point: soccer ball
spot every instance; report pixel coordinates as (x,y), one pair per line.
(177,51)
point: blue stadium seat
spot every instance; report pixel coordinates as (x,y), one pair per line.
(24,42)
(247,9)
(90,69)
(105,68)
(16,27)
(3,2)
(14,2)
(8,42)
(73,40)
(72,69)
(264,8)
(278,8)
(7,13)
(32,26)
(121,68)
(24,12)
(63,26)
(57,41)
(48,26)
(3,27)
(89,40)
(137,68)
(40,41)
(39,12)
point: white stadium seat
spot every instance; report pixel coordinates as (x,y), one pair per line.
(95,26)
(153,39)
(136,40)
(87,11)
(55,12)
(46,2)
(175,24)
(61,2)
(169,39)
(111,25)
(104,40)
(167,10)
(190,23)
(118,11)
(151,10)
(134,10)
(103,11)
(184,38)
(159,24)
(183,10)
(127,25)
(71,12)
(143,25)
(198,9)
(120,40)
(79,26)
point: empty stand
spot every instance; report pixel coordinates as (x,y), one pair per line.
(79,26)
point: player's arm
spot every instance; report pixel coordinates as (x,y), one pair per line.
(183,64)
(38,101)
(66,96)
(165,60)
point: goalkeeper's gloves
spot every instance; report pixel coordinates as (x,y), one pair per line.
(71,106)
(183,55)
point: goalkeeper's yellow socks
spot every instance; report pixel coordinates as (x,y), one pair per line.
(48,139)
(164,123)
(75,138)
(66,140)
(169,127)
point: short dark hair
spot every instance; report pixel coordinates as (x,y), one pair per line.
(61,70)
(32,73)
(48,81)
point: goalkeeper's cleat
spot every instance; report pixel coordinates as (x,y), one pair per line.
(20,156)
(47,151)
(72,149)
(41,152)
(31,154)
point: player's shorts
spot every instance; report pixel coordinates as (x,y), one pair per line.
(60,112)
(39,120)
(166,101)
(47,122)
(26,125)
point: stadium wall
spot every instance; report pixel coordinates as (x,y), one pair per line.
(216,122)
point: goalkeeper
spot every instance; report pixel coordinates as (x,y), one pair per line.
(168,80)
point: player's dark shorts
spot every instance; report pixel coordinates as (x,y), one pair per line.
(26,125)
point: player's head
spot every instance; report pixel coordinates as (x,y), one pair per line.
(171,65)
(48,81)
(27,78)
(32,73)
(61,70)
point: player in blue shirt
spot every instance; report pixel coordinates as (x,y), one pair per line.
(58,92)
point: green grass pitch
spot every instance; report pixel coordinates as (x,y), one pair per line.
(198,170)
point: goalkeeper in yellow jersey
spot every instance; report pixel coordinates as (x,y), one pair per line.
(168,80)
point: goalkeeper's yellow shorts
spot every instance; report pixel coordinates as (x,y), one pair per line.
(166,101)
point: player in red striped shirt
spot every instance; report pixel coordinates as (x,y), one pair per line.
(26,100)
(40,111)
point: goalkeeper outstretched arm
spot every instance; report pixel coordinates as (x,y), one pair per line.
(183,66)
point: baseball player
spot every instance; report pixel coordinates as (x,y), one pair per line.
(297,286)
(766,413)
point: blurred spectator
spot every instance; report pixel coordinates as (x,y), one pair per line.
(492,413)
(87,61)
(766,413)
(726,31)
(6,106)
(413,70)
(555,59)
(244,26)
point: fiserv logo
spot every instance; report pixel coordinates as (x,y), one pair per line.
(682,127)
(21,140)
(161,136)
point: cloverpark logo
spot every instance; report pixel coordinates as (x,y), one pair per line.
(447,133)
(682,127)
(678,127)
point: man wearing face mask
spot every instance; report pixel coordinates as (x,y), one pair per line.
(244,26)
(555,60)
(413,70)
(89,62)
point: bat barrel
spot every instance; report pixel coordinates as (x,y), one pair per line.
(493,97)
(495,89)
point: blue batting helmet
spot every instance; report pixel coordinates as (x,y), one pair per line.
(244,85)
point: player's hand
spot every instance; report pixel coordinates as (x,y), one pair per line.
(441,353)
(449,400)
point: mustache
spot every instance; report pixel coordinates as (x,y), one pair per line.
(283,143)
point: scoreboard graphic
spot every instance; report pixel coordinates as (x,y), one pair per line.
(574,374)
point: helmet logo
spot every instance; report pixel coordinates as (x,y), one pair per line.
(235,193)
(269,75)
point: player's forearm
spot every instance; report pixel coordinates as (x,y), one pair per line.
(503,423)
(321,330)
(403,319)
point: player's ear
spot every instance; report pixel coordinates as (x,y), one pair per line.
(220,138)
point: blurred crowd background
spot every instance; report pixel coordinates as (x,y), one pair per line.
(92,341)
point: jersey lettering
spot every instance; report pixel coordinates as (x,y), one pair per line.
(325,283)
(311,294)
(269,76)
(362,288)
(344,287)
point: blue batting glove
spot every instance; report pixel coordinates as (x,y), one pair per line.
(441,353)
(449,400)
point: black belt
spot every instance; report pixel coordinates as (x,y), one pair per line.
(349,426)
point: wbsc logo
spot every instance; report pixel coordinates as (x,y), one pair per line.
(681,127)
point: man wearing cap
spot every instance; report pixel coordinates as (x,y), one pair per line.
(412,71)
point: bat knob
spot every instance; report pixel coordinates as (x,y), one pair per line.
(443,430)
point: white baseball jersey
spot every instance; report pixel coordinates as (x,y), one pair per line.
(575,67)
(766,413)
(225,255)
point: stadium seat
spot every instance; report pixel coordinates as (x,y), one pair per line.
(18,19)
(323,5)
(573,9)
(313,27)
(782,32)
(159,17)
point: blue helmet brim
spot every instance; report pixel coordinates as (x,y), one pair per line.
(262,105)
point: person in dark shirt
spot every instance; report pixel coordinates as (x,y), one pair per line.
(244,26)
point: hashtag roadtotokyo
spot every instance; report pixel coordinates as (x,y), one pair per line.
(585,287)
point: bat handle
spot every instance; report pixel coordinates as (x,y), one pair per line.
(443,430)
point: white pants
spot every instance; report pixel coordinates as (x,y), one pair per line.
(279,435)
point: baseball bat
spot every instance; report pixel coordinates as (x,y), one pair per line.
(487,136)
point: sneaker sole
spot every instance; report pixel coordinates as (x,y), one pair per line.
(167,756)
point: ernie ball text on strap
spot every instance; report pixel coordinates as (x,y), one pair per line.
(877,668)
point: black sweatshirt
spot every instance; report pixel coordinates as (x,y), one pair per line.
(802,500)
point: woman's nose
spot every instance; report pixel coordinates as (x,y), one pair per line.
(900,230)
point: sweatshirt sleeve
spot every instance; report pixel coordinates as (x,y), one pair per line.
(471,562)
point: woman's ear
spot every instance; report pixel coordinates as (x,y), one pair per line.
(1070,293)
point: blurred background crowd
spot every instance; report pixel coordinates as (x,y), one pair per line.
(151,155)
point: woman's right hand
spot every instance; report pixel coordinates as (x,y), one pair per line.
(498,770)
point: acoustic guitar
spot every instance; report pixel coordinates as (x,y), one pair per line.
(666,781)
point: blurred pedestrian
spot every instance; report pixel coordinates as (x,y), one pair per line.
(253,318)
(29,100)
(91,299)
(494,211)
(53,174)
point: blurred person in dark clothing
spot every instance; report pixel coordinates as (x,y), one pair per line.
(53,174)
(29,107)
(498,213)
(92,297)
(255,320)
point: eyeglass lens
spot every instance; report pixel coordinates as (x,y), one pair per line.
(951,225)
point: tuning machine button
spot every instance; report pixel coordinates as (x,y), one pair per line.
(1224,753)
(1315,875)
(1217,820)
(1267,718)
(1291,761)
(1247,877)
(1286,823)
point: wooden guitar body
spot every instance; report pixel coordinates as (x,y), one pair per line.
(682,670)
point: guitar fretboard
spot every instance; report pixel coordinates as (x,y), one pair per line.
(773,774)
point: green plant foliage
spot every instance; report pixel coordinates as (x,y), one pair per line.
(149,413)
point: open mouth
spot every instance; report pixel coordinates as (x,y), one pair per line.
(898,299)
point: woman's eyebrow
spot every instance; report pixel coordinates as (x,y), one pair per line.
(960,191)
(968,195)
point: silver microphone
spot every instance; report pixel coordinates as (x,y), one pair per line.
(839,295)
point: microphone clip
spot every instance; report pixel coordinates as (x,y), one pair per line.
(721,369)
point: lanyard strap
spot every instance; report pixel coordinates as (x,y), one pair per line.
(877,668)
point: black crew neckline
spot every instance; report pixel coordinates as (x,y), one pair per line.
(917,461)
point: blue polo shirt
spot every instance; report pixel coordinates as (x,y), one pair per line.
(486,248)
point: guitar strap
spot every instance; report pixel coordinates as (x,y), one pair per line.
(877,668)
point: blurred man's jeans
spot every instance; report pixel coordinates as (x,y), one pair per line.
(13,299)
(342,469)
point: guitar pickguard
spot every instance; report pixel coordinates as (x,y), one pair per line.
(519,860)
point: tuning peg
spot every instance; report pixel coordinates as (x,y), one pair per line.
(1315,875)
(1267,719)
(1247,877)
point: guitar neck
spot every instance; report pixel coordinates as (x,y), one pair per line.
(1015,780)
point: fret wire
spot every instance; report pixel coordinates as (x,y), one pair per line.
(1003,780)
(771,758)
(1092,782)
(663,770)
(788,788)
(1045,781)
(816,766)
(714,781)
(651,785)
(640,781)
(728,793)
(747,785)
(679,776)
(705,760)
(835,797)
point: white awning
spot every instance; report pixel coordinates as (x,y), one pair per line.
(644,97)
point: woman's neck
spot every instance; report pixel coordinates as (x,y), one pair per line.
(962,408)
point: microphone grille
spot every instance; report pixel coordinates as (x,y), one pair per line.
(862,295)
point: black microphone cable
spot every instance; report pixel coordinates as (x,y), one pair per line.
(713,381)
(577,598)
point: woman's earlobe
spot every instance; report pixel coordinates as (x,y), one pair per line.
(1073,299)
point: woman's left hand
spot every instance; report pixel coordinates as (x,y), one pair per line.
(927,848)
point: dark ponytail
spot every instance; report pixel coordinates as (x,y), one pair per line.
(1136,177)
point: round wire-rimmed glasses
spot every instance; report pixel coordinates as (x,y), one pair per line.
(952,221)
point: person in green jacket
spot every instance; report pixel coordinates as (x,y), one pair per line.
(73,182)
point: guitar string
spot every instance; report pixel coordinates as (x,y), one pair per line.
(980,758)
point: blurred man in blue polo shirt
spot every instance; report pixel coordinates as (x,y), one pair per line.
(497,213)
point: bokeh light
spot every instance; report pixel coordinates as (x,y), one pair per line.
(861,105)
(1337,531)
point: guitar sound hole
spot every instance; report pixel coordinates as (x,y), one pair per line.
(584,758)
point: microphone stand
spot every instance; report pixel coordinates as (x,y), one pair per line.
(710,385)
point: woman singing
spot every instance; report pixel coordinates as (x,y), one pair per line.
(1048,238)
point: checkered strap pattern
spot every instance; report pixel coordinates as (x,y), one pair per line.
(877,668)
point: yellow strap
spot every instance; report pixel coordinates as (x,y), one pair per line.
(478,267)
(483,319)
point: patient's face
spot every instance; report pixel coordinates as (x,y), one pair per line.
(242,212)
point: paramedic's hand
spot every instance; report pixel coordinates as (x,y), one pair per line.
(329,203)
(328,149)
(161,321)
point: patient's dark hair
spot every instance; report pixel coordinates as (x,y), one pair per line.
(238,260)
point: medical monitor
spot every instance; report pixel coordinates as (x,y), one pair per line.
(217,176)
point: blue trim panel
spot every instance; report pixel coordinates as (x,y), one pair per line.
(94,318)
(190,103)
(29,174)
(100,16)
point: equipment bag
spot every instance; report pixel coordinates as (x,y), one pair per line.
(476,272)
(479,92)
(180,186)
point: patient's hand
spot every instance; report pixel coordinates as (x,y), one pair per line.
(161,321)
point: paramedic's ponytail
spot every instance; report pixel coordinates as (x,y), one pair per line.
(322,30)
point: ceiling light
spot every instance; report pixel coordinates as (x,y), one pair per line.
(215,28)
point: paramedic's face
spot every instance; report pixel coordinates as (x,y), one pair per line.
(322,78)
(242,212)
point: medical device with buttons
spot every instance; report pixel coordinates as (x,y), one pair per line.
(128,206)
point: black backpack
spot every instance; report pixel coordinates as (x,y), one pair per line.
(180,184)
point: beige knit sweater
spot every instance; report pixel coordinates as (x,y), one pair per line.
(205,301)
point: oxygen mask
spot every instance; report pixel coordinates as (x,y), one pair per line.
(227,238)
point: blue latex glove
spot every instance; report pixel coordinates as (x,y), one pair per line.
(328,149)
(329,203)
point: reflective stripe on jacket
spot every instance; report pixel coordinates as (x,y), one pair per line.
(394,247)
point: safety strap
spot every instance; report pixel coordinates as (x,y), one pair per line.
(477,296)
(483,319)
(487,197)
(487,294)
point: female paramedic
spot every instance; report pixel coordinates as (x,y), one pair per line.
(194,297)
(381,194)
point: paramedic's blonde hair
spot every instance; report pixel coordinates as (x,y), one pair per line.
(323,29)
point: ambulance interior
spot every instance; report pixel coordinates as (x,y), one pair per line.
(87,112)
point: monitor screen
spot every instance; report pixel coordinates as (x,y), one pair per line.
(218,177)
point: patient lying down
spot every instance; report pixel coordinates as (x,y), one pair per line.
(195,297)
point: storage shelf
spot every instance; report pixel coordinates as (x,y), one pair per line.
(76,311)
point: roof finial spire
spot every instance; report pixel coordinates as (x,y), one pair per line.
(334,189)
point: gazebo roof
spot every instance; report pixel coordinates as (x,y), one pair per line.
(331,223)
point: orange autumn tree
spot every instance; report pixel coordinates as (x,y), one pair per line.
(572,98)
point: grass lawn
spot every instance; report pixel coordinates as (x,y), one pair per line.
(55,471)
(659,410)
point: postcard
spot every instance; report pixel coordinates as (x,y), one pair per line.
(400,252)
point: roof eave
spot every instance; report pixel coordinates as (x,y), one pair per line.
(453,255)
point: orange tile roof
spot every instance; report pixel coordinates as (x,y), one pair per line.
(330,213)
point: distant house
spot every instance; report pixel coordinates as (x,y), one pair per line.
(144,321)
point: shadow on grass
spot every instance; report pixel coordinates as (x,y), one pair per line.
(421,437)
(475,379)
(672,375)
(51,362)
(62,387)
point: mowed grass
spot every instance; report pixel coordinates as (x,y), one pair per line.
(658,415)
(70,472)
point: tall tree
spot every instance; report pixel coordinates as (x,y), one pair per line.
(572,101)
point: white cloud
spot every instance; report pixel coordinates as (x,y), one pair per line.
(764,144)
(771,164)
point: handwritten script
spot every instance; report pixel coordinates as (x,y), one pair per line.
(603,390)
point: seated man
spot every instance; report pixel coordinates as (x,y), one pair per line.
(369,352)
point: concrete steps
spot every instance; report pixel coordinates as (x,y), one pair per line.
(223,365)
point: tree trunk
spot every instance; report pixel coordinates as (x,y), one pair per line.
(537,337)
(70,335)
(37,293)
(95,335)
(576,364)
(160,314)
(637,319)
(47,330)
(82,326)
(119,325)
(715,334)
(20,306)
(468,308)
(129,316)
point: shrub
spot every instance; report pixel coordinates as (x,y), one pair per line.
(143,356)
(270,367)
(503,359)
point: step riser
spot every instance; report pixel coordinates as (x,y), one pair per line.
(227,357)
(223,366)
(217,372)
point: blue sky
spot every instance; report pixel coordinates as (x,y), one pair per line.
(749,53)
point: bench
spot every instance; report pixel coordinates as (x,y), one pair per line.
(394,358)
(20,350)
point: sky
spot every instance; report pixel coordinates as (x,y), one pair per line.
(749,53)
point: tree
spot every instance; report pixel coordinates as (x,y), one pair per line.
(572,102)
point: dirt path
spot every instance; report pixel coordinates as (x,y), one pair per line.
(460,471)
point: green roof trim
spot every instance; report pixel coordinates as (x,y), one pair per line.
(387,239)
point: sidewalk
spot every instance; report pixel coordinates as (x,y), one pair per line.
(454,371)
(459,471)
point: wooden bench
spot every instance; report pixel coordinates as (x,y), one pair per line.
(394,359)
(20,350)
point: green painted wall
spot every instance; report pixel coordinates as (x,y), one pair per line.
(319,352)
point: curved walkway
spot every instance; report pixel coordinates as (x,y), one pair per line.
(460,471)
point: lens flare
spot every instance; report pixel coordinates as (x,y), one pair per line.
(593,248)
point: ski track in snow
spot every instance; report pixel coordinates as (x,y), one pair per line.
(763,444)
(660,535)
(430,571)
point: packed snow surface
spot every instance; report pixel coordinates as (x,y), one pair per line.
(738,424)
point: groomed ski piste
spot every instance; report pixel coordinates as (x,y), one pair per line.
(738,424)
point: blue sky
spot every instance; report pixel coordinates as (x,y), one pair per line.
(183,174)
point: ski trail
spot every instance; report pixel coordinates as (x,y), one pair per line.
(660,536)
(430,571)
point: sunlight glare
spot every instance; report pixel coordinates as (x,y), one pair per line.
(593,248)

_Problem description:_
Could you reproduce, exactly, every line above from the line with "point: sweatshirt sleeve" to the line with "point: tuning machine button", and no other line? Both ends count.

_Answer section:_
point: sweatshirt sleeve
spot every instance; report pixel coordinates as (x,y), one pair per line.
(471,562)
point: woman's ear
spot every instance; report pixel coordinates as (x,y), one pair per line.
(1070,293)
point: blurred background crowd
spot every instance; report pixel coordinates as (x,y), one pair per line.
(151,155)
point: woman's right hand
spot every instance; report pixel coordinates as (x,y), one pair per line.
(498,770)
point: acoustic guitar
spot every instance; report pixel coordinates as (x,y), one pair per line.
(666,781)
point: blurred pedestrian
spot every instance; report pixel coordinates as (x,y), one pair per line.
(253,318)
(29,100)
(91,299)
(494,211)
(53,174)
point: blurred person in dark clothing
spot every instance; report pixel coordinates as (x,y), one pair per line.
(53,174)
(29,107)
(498,213)
(92,297)
(255,320)
point: eyeglass lens
spot every instance; report pixel coordinates as (x,y), one pair per line.
(951,225)
point: tuning machine button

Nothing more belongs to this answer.